---------- RECORDS FOR THE EXERCISE ----------
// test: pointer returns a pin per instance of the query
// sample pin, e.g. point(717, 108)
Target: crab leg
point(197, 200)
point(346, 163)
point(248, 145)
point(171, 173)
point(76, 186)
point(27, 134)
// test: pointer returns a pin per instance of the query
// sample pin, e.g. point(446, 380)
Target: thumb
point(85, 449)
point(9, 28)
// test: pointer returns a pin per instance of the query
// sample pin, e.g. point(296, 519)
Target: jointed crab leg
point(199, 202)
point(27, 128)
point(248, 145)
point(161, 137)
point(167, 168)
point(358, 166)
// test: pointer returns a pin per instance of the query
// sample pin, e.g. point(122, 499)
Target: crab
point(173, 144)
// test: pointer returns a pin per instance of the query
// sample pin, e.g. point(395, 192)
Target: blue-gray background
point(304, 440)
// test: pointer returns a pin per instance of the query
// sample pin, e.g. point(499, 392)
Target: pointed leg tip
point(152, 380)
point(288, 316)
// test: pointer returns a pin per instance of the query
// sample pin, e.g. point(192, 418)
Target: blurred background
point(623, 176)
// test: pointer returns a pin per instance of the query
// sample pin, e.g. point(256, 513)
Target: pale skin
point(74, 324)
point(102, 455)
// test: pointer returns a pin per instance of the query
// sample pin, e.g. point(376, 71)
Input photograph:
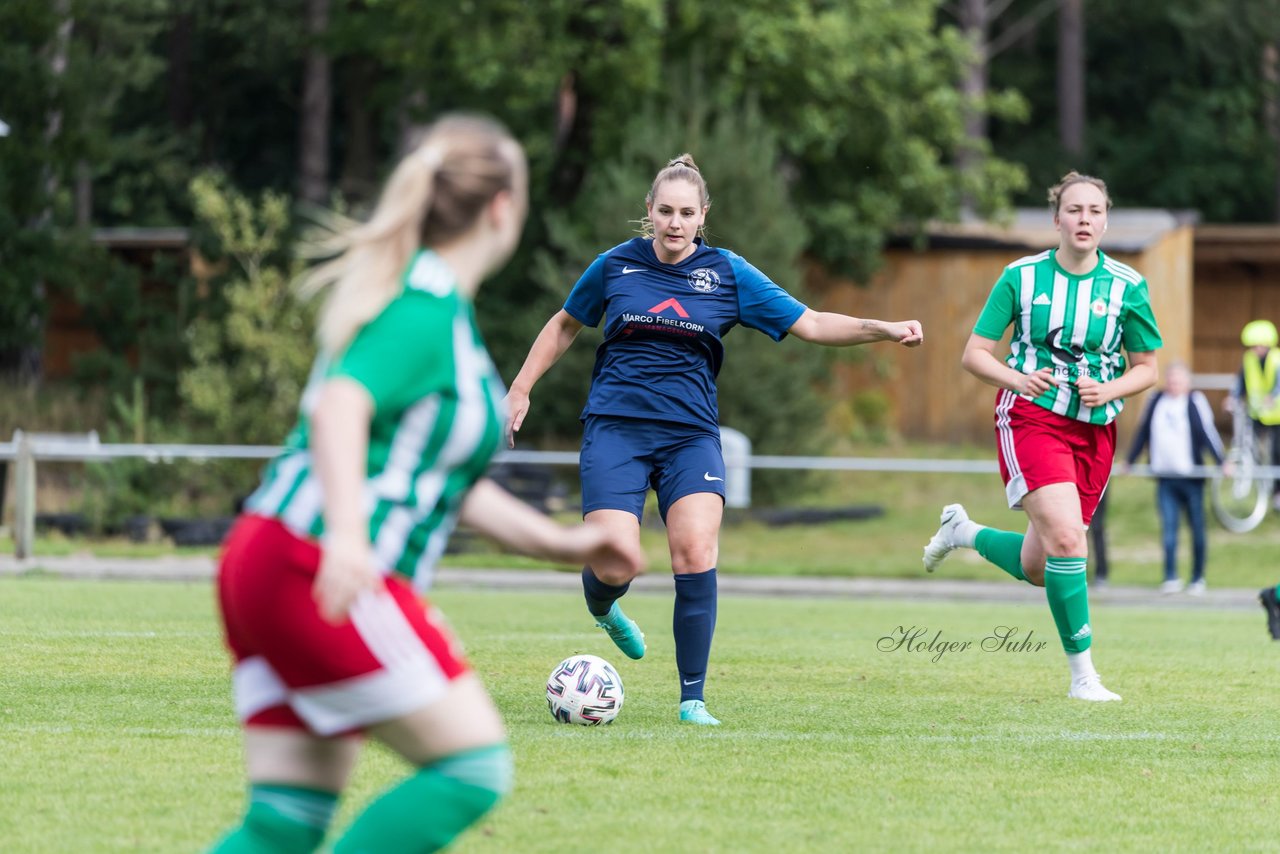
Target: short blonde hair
point(1070, 179)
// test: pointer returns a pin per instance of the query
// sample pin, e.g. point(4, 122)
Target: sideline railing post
point(23, 497)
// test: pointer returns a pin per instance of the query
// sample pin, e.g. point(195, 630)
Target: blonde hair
point(434, 195)
point(681, 168)
point(1070, 179)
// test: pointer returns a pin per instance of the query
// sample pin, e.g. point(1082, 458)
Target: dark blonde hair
point(1070, 179)
point(434, 195)
point(681, 168)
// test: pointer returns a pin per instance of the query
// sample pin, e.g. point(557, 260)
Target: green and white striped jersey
point(437, 423)
point(1073, 324)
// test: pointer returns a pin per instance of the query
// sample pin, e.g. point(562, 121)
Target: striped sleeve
point(999, 311)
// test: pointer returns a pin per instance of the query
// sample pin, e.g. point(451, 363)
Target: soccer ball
point(584, 689)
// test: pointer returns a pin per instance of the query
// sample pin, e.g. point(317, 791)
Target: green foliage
point(250, 364)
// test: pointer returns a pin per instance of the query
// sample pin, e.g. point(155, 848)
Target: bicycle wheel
point(1240, 501)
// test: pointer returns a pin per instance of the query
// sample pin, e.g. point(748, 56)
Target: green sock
point(280, 820)
point(428, 811)
point(1068, 592)
point(1002, 548)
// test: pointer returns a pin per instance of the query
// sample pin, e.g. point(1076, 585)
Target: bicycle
point(1242, 499)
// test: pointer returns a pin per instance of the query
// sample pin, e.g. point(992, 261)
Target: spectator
point(1176, 429)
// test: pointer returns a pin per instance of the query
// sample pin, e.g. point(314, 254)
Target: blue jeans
point(1174, 494)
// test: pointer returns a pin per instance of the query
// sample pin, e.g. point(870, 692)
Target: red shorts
point(292, 668)
point(1038, 447)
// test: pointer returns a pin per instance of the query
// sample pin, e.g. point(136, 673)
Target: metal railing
point(28, 448)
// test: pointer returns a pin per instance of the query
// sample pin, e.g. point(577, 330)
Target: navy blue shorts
point(622, 459)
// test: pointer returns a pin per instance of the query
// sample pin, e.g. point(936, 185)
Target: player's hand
point(909, 333)
point(597, 546)
point(346, 571)
point(1036, 384)
point(517, 407)
point(1092, 392)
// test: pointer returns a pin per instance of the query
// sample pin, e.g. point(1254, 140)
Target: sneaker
point(941, 544)
point(1267, 597)
point(624, 631)
point(1089, 688)
point(695, 712)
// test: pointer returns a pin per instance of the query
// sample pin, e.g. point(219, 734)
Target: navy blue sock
point(694, 622)
point(600, 596)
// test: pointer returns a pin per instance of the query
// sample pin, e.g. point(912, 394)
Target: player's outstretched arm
point(339, 443)
point(548, 347)
point(494, 512)
point(844, 330)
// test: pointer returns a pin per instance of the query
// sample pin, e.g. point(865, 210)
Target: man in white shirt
point(1178, 428)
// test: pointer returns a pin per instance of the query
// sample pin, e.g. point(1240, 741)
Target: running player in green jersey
point(319, 581)
point(1084, 338)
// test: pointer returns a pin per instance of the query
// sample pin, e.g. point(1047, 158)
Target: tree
point(247, 365)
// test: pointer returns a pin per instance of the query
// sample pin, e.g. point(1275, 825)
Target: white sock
point(1082, 665)
point(965, 534)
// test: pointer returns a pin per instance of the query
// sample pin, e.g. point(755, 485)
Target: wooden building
point(945, 286)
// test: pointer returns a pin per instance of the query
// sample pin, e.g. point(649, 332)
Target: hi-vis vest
point(1260, 382)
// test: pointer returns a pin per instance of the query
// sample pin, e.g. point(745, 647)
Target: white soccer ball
point(584, 689)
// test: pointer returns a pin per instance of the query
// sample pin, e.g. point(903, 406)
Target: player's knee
point(485, 776)
point(1064, 542)
point(613, 575)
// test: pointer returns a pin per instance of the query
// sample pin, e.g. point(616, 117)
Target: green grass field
point(117, 731)
point(887, 546)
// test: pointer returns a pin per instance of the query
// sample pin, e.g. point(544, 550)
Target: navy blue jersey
point(663, 324)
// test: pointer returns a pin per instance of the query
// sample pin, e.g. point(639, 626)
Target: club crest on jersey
point(704, 279)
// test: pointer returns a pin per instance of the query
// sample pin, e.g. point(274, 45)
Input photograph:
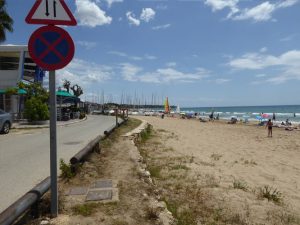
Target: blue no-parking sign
point(51, 47)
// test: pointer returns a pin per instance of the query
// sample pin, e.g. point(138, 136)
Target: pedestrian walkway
point(43, 124)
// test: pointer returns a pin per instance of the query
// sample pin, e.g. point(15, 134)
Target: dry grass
point(191, 200)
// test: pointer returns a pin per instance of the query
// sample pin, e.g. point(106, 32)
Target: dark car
point(5, 122)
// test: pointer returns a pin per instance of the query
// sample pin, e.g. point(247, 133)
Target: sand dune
point(227, 152)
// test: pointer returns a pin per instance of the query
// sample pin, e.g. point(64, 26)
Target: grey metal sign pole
point(53, 145)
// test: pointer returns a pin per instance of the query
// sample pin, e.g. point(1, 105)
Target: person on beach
point(269, 125)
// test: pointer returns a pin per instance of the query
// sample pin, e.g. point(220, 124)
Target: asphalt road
point(25, 154)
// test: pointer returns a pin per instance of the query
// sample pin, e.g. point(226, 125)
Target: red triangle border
point(30, 20)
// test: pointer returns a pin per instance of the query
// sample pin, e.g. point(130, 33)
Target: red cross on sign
point(51, 47)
----------
_TASK PROMPT_.
Keep each line of the records exactly as it is while transcribing them, but leave the images behind.

_ANSWER BOX_.
// test: pointer returns a pin per instance of the query
// sample pin, e.g. point(717, 108)
Target: crab leg
point(197, 200)
point(346, 163)
point(248, 145)
point(171, 173)
point(76, 186)
point(27, 134)
// test: pointer returns a pin per instance of the query
// sample pin, e.g. point(446, 380)
Target: thumb
point(85, 449)
point(9, 28)
// test: pointer returns a pin per instance of the query
// sample pin, e.g. point(296, 519)
Target: jointed crab leg
point(199, 202)
point(27, 128)
point(248, 145)
point(161, 137)
point(167, 168)
point(358, 166)
// test: pointer returns a pin per instance of the query
// sample pin, e.g. point(122, 499)
Target: crab
point(173, 144)
// test: pointer returns a pin per instance of the query
// sample pin, e.g. point(395, 192)
Target: blue-gray background
point(304, 440)
// test: pointer returns a pin per instance of the query
// sample pin, e.g. point(499, 392)
Target: pointed leg tip
point(152, 380)
point(288, 316)
// test: pointer returns a pin per instance of the query
// sample pin, e.g. point(192, 418)
Target: blurred background
point(623, 176)
// test: pointer returns a pin per instance of the query
// sample pin, e.g. point(256, 513)
Target: pale skin
point(74, 324)
point(102, 455)
// test: pointer returns a pin per instance of the query
// sample pin, e.g. point(376, 71)
Input photograph:
Target: short blonde hair
point(1070, 179)
// test: pointer returns a pin per instance of the query
// sample pin, e.g. point(4, 122)
Target: sideline railing post
point(23, 497)
// test: pointer returns a pin per instance of the query
// sample pin, e.g. point(195, 630)
Target: blonde hair
point(434, 195)
point(681, 168)
point(1070, 179)
// test: pointer returns a pin per instance of the query
// sample pin, e.g. point(1082, 458)
Target: dark blonde hair
point(1070, 179)
point(434, 195)
point(681, 168)
// test: pointer returns a pin per instance of the query
// sample pin, e.g. point(557, 260)
Target: green and white striped jersey
point(437, 423)
point(1073, 324)
// test: pointer returns a pin per instance of the query
// sample pin, e.g. point(562, 121)
Target: striped sleeve
point(999, 311)
// test: pointer returns a pin per instance of the query
// sample pin, e.g. point(451, 363)
Target: soccer ball
point(584, 689)
// test: pointer returns a pin per instance of the query
// sample pin, e.g. point(317, 791)
Target: green foliage
point(250, 364)
// test: pointer returns a pin per instance of the query
// sample pin, e.g. point(155, 848)
Target: bicycle wheel
point(1240, 501)
// test: pointer returns a pin per instance of the query
// sample pin, e.g. point(748, 56)
Target: green sock
point(280, 820)
point(428, 811)
point(1068, 592)
point(1002, 548)
// test: pointer returns a pin per instance of the query
// sample pin, e.g. point(1076, 585)
Target: bicycle
point(1242, 499)
// test: pointer returns a pin per instance of the query
// sample pin, e.g. point(992, 261)
Target: spectator
point(1176, 429)
// test: pointer returns a pin per instance of the query
// sample pin, e.g. point(314, 254)
Target: blue jeans
point(1174, 494)
// test: pointer returns a pin per instance of the query
// sample pin, e.g. point(870, 692)
Target: red shorts
point(292, 668)
point(1038, 447)
// test: pointer returns a pin per instance of the query
// sample pin, e.g. point(136, 673)
Target: metal railing
point(28, 448)
// test: pointer returns a pin per instance of the query
// sample pin, e.g. point(577, 330)
Target: navy blue shorts
point(622, 459)
// test: pointer returns a pin per instance of the query
// sample pin, e.g. point(936, 185)
Target: player's hand
point(909, 333)
point(597, 546)
point(346, 571)
point(1036, 384)
point(517, 407)
point(1092, 392)
// test: pointer returns a pin per instance of the query
// sample pin, e.g. point(1254, 140)
Target: sneaker
point(941, 544)
point(1267, 597)
point(624, 631)
point(1089, 688)
point(695, 712)
// test: pointer returns a pin per instance of the query
// sample pin, e.g. point(219, 734)
Target: navy blue sock
point(694, 622)
point(600, 596)
// test: pointer returns a pin per instance of the query
// sample pin, e.g. point(912, 394)
Target: player's outstretched arm
point(339, 443)
point(548, 347)
point(494, 512)
point(844, 330)
// test: pointer returns a pin per instance of the query
// sample pin, e.g. point(865, 210)
Target: man in white shirt
point(1178, 428)
// test: pointer returns a pin per instance of the query
// sample pin, e.g. point(1240, 741)
Target: running player in green jersey
point(319, 581)
point(1084, 338)
// test: pointer returns a pin per instance of the query
// sample pin, e.g. point(1047, 158)
Target: tree
point(247, 365)
// test: pointer returns a pin per instance of the query
// sample pin, e.g. point(1275, 825)
Target: white sock
point(1082, 665)
point(965, 534)
// test: pointer returns a pin per instance of the query
// sample pin, e.g. point(755, 485)
Target: wooden building
point(945, 286)
// test: pointer returns a pin per instance of the query
// sample pin, e.g. point(649, 332)
Target: hi-vis vest
point(1260, 382)
// test: pointer returns a pin per instance of the query
// sample pin, e.g. point(745, 647)
Target: white soccer ball
point(584, 689)
// test: pointer returns a pin per instance of the query
// sample pin, e.g. point(903, 406)
Target: player's knee
point(485, 776)
point(1064, 542)
point(613, 575)
// test: pointer returns a pin per instance of the query
// sample pin, e.g. point(616, 117)
Target: green grass field
point(117, 731)
point(887, 546)
// test: pointer returns a pin per instance of the query
// sample pin, e.g. point(544, 550)
Target: navy blue jersey
point(663, 324)
// test: pointer returns a pin per instance of the query
// sample pin, e.g. point(639, 626)
Target: club crest on jersey
point(704, 279)
// test: pointer returns a pin per instance of the query
// sample pin, e.g. point(274, 45)
Input photograph:
Target: blue no-parking sign
point(51, 47)
// test: pointer returns a pin per instance of the query
// sample pin, e.g. point(138, 136)
Target: pedestrian walkway
point(43, 124)
// test: pointer returns a pin per instance of the query
// sample pin, e.g. point(15, 134)
Target: dry grass
point(191, 200)
// test: pointer returns a pin per instance of the query
// sample pin, e.g. point(106, 32)
Target: dark car
point(5, 122)
// test: pointer returns a pin per instance of the query
// sample pin, e.g. point(247, 133)
Target: sand dune
point(227, 152)
// test: pointer returns a pin per instance of the query
// sample pin, e.g. point(64, 26)
Target: grey metal sign pole
point(53, 145)
// test: pointer returns a pin per instance of the query
// sample pin, e.g. point(1, 105)
Target: person on beach
point(269, 125)
// test: pointer returns a pin per instance of the query
// sample pin, e.g. point(220, 124)
Target: asphalt road
point(25, 154)
// test: pointer returns a pin per instance of the query
// sample pin, e.g. point(226, 125)
Target: red triangle border
point(30, 20)
// test: pointer returns a pin per instance of the query
// sample pin, e.g. point(130, 33)
Target: red cross on sign
point(51, 47)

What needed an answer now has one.